Work instructions
Please print the lines of the material below exactly as they appear, without changing anything.

─── Material supplied

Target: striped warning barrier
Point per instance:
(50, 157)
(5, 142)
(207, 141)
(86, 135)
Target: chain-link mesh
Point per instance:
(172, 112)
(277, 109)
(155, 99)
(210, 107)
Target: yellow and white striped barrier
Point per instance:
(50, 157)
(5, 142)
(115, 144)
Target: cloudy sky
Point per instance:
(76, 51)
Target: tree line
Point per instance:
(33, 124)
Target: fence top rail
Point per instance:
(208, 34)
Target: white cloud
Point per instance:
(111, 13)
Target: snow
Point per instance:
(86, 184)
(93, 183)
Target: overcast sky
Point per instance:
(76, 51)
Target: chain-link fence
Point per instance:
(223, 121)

──────

Result of this exercise
Target: striped warning barrier
Point per instance:
(50, 157)
(5, 142)
(207, 141)
(86, 135)
Target: chain-link mesh
Point per instance:
(172, 112)
(277, 109)
(155, 99)
(210, 107)
Target: yellow and white striped barrier
Point per instance:
(50, 157)
(5, 142)
(115, 144)
Target: cloudy sky
Point per instance:
(76, 51)
Target: tree line
Point per instance:
(33, 124)
Target: fence top rail
Point per instance:
(208, 34)
Target: white cloud
Point per instance:
(111, 13)
Target: snow
Point per instance:
(86, 184)
(93, 183)
Target: overcast sky
Point per instance:
(76, 51)
Target: chain-link fence
Point per instance:
(223, 121)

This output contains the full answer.